All in all, it’s lightweight fare that may elicit some giggles but not much more.

READ REVIEW

DABBY DILL & THE HICCUP PICKLE

Simple, amusing animations add some life to a fairly predictable story.

Dabby Dill just can’t stop hiccupping, so she turns to her family and friends to help her out. Her dad brings a glass of water, and Emma tells her to blow on her thumb, but nothing helps. Auntie NaNa finally offers a sweet suggestion that works. Digital cartoon illustrations add to the bright, cheerful tone of the story, although the color scheme is reminiscent of a Polly Pocket dollhouse. Each page contains several animations that readers trigger by tapping, but as they often lack any connection to story or theme, they will likely distract readers instead of adding to their understanding. Supplemental nonfiction text that provides information on hiccups, peanut butter and taste buds is revealed by tapping words underlined in red. Readers can tap words highlighted in blue to hear their definitions and examples. The narration in “Story Mode” is upbeat and fits the story, but it is haltingly slow in the “Read Along” mode with word highlighting for beginning readers. Although this story does not otherwise have a religious tone, Auntie NaNa tells her niece, “Don’t forget to say your prayers, Dabby Dill,” as the now–hiccup-free girl heads back home.

To be done: List the topics covered by the supplemental nonfiction text in the Dabby Dill review.

Extracted entries:

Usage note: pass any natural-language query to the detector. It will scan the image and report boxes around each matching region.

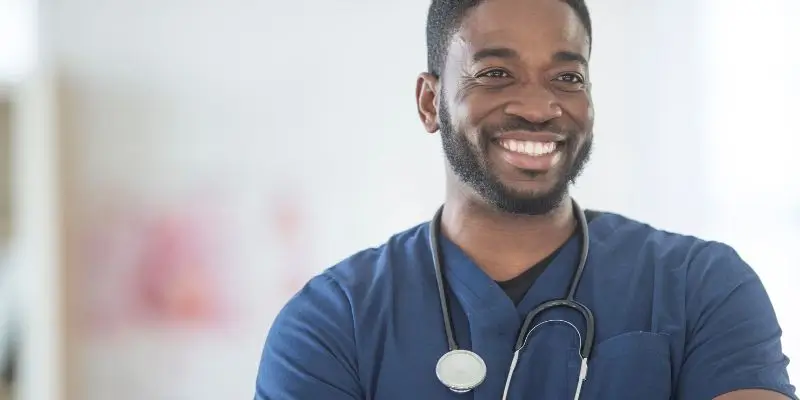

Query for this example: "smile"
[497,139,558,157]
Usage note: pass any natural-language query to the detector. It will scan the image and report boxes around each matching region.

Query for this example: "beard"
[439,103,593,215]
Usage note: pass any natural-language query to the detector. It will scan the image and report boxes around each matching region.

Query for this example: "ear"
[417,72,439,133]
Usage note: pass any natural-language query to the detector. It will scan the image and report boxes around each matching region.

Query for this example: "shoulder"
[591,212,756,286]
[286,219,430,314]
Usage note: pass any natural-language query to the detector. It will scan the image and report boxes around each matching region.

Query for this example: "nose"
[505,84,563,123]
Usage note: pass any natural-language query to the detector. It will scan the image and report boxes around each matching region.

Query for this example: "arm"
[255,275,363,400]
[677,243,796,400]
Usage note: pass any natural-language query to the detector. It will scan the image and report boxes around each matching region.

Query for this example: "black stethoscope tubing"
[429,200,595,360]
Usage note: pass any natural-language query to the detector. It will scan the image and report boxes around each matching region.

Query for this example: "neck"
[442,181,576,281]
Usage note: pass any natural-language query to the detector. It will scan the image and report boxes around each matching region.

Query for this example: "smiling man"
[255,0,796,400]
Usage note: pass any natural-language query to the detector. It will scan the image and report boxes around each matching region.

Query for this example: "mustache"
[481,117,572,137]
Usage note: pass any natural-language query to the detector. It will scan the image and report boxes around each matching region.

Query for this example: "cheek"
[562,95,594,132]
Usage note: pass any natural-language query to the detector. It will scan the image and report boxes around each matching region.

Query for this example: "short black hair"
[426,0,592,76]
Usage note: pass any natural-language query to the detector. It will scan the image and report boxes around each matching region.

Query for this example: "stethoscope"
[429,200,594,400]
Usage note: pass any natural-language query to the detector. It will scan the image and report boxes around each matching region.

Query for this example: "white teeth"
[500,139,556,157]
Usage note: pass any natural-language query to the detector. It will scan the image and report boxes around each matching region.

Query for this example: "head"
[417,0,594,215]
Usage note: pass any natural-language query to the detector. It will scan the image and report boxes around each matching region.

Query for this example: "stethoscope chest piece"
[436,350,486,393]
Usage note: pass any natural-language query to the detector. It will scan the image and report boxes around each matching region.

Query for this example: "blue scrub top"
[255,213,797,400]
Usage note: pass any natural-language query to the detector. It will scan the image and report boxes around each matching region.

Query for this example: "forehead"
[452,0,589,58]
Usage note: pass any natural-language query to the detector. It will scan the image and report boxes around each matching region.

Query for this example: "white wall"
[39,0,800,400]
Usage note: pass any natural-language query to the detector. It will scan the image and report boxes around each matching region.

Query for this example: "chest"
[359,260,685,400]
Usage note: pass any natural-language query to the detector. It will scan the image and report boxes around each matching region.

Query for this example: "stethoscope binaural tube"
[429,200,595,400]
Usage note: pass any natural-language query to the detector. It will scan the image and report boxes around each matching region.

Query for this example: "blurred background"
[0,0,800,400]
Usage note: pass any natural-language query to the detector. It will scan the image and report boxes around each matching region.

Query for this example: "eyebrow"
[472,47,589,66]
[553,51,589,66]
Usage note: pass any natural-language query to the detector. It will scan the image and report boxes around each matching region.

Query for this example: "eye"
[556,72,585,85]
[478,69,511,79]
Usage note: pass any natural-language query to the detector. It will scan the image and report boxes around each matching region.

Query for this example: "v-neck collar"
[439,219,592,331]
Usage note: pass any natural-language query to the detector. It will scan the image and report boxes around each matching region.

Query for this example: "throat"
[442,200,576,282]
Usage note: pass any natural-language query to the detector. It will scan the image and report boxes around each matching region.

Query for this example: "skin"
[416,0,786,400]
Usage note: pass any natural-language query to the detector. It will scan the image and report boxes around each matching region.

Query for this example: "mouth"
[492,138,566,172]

...

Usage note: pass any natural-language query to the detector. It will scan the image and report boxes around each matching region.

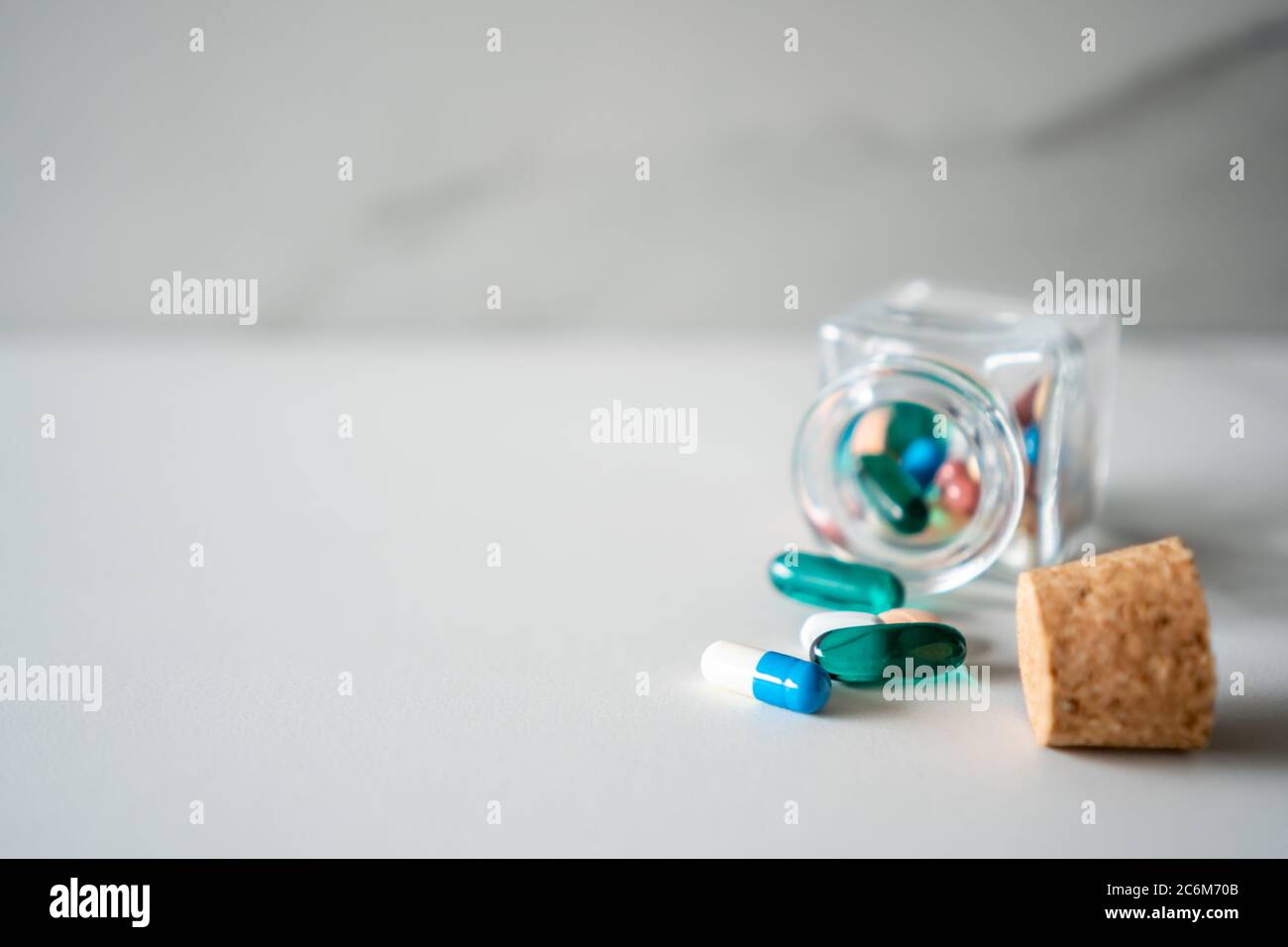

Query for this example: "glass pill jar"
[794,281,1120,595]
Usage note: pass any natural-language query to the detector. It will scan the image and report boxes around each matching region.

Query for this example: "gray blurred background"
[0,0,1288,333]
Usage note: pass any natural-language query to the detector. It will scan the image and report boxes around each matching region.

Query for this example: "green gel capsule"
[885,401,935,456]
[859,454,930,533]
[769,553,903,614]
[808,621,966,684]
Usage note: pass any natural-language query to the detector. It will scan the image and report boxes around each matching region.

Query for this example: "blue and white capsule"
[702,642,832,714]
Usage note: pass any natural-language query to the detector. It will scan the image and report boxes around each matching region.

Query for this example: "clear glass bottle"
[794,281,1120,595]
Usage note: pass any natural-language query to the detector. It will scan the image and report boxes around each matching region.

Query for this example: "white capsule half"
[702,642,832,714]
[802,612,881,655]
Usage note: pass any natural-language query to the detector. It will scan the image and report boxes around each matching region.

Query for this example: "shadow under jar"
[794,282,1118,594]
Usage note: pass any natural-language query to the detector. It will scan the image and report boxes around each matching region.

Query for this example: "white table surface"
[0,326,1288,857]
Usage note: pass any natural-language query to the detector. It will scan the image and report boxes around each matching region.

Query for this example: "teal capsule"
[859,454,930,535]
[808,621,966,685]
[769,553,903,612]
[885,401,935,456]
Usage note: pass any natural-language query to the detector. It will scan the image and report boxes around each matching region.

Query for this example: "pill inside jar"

Worked solution: Hiccups, peanut butter, and taste buds.